### What to do
I would like every entry below written out exactly.

### Task data
────────────────

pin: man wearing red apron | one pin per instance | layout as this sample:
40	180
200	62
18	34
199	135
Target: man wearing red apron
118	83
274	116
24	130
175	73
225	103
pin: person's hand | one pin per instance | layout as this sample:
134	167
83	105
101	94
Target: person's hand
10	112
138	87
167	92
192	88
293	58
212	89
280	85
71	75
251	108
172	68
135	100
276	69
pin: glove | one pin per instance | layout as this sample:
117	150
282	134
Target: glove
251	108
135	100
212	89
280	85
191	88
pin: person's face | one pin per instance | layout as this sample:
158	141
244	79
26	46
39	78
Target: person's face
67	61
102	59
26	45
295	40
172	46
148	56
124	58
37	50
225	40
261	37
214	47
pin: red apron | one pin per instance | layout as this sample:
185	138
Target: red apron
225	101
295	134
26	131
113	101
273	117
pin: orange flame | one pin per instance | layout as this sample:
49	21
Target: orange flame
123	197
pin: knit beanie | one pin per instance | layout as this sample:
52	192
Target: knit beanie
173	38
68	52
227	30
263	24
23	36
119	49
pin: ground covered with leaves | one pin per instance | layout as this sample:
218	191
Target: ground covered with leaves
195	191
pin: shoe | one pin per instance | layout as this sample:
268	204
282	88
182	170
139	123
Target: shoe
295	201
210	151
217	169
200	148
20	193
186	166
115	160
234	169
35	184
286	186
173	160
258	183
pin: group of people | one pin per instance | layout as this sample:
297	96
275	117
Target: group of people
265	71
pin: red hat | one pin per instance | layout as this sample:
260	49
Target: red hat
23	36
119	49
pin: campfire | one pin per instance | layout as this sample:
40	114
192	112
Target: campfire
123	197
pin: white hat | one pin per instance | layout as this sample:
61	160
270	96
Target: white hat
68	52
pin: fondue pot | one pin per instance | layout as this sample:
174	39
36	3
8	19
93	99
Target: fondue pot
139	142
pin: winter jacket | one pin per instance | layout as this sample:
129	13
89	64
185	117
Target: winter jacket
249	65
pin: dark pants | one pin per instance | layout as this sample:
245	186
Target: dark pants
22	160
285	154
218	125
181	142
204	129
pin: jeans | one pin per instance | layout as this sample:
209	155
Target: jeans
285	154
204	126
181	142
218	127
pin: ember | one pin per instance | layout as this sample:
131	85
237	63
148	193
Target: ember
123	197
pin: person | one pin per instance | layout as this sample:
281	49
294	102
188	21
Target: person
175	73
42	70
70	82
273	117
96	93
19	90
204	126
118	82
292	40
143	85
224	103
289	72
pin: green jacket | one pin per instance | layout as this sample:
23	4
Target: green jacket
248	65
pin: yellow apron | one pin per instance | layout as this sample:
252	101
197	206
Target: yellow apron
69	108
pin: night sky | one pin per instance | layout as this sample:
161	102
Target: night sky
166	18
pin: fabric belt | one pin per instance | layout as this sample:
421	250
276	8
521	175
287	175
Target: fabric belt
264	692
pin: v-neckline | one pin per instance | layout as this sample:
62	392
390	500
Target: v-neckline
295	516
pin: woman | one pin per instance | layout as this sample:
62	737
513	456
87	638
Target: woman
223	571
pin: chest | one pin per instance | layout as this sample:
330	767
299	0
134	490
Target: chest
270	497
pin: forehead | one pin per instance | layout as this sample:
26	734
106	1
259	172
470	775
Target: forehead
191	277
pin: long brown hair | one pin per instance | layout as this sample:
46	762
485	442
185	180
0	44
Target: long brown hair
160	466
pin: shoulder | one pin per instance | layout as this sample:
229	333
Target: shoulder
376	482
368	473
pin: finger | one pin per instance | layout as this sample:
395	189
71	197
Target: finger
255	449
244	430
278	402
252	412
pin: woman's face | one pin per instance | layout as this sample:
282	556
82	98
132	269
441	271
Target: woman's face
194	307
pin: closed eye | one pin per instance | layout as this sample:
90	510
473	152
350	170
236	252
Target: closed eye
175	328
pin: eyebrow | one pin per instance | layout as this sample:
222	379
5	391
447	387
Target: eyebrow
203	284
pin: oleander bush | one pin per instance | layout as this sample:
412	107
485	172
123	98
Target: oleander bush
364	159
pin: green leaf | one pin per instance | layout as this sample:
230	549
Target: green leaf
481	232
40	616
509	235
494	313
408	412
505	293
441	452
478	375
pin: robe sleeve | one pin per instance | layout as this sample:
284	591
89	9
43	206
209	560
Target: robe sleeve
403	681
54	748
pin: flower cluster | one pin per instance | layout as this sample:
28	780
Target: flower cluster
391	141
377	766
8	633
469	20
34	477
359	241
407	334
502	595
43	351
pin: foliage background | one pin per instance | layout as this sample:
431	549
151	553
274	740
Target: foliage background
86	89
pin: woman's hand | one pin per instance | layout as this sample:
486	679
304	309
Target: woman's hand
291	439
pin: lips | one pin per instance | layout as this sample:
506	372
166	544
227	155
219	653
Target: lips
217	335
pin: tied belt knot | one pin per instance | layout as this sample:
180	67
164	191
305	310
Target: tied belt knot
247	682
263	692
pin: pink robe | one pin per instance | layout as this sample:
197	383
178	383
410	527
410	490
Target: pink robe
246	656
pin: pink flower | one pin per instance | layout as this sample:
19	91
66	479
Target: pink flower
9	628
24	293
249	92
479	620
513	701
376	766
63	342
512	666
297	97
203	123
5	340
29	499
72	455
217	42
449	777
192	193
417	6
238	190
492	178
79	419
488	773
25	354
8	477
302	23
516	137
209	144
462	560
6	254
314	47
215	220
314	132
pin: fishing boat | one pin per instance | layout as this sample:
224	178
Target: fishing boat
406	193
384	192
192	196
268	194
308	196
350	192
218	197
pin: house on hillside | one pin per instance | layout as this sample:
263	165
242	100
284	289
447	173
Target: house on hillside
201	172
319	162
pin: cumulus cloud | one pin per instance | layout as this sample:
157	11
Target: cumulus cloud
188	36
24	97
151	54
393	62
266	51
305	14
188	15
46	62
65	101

────────────────

### Finished task
pin: man wearing red apron | one pin per instance | layout as this sample:
40	180
200	62
18	34
199	135
Target: man wearing red apron
118	83
274	116
24	130
175	73
225	103
pin: person's hand | one pin per instance | layout as this sample:
134	167
83	105
101	94
Target: person's hand
10	112
138	87
167	92
192	88
293	58
212	89
280	85
71	75
251	108
172	68
135	100
276	69
pin: glove | one pin per instance | layout as this sample:
117	150
282	134
Target: glove
251	108
135	100
212	89
280	85
191	88
pin: person's face | one pin per instance | layout as this sample:
158	141
244	79
26	46
39	78
Target: person's face
67	61
102	59
26	45
295	40
172	46
148	56
124	58
37	50
225	40
261	37
214	47
pin: red apron | one pin per instance | layout as this sample:
185	138
Target: red apron
225	101
295	134
26	131
113	101
273	117
pin: orange flame | one pin per instance | layout as this sample:
49	21
Target: orange flame
123	197
pin: knit beanie | one pin per instance | layout as this sample:
52	192
Target: knit beanie
173	38
68	52
227	30
263	24
23	36
119	49
pin: ground covered with leaves | one pin per instance | layout as this sample:
218	191
Target: ground covered with leaves
195	191
pin: shoe | one pin per instance | layout as this sample:
268	204
282	88
182	170
139	123
Target: shoe
295	201
210	151
217	169
200	148
20	193
186	166
115	160
234	169
35	184
286	186
173	160
258	183
pin: group of people | one pin per instance | layout as this sample:
297	96
275	117
Target: group of people
265	71
pin: red hat | one pin per instance | layout as this sample:
260	49
Target: red hat
23	36
119	49
pin: campfire | one pin per instance | layout as this sample:
40	114
192	112
Target: campfire
123	197
pin: white hat | one pin per instance | layout as this sample:
61	160
270	96
Target: white hat
68	52
pin: fondue pot | one pin per instance | layout as this sample:
174	39
36	3
8	19
93	99
Target: fondue pot
139	142
pin: winter jacket | one pin per instance | layout as this sample:
129	13
89	64
185	117
Target: winter jacket
249	65
pin: dark pants | one pin per instance | layout as this sample:
245	186
Target: dark pants
22	160
285	154
218	125
181	142
204	129
pin: jeans | one pin per instance | layout as this sample:
209	155
Target: jeans
285	154
204	126
181	142
218	127
pin: ember | one pin per instance | layout as this sample:
131	85
237	63
148	193
Target: ember
123	197
pin: person | one pin per instance | layout as this sample:
281	49
294	102
188	21
Target: person
175	73
42	70
70	82
273	117
96	93
19	90
204	126
118	82
292	40
143	85
224	103
289	72
pin: green jacket | one pin per instance | layout as this sample:
23	4
Target: green jacket
248	65
pin: yellow apron | one pin per instance | layout as this sample:
252	101
197	206
Target: yellow apron
69	108
pin: night sky | one pin per instance | layout as this sample:
161	102
Target: night sky
166	18
pin: fabric belt | one pin per instance | layout as this sample:
421	250
276	8
521	175
287	175
Target: fabric belt
264	692
pin: v-neckline | one pin per instance | layout as this sample:
62	392
390	500
Target: v-neckline
295	516
pin: woman | one pin per instance | layout as this sample:
62	737
513	456
87	638
Target: woman
223	571
pin: chest | one pin per instance | layout as this sample:
330	767
299	0
134	490
Target: chest
270	497
pin: forehead | one pin per instance | layout as this sample:
26	734
106	1
259	172
470	775
Target: forehead
191	277
pin: long brown hair | one pin per instance | layout as this sample:
46	762
485	442
185	180
0	44
Target: long brown hair
160	466
pin: shoulder | one pin per instance | layout as this sample:
229	333
Target: shoulder
376	482
368	473
pin: finger | one pin per instance | layout as this sample:
395	189
71	197
Target: finger
255	449
244	430
278	402
252	412
pin: woman's face | one pin per instance | layout as this sample:
282	556
82	98
132	269
441	271
Target: woman's face
194	307
pin: closed eye | one pin per instance | layout as this sample:
90	510
473	152
350	170
236	252
Target: closed eye
175	328
pin: eyebrow | one pin per instance | layout as this sample:
222	379
5	391
447	387
Target: eyebrow
203	284
pin: oleander bush | one pin per instance | layout as this sample:
412	107
485	172
123	98
Target: oleander bush
364	159
pin: green leaf | one pin per instance | layout as this sample:
230	549
Target: green leaf
481	232
40	616
509	235
494	313
408	412
505	293
441	452
478	375
pin: robe sleeve | one pin per instance | layout as this sample:
284	591
89	9
43	206
209	560
Target: robe sleeve
403	681
54	748
pin: flower cluster | one pin per instance | layout as this sample:
28	780
Target: flower cluster
391	141
377	766
8	633
469	20
34	477
359	241
407	334
502	595
43	351
pin: foliage background | one pin per instance | layout as this sample:
431	549
151	553
274	740
Target: foliage background
86	89
pin: woman's hand | one pin per instance | layout as this sample:
486	679
304	309
Target: woman's hand
291	439
pin: lips | one pin per instance | layout as this sample:
506	372
166	544
227	155
219	653
Target: lips
217	335
pin: tied belt knot | one pin per instance | layout as this sample:
180	67
164	191
305	310
Target: tied belt knot
247	682
263	692
pin: pink robe | one pin per instance | layout as this sample:
197	383
178	383
410	527
410	490
Target: pink robe
246	656
pin: pink flower | one pin per instance | layout as this sample:
19	91
66	479
Target: pink flower
9	628
24	293
249	92
479	620
513	701
376	766
63	342
512	666
297	97
203	123
5	340
29	499
72	455
217	42
449	777
192	193
417	6
238	190
492	178
79	419
488	773
25	354
8	477
302	23
516	137
209	144
462	560
6	254
314	47
215	220
314	132
pin: fishing boat | one pin per instance | layout as this sample:
224	178
Target: fishing boat
406	193
384	192
192	196
268	194
308	196
350	192
218	197
pin: house on hillside | one pin per instance | layout as this sample:
263	165
242	100
284	289
447	173
Target: house on hillside
201	172
319	162
pin: cumulus cloud | one pin per instance | layout as this sample:
157	11
Target: cumulus cloud
188	36
24	97
151	54
393	62
266	51
305	14
188	15
46	62
65	101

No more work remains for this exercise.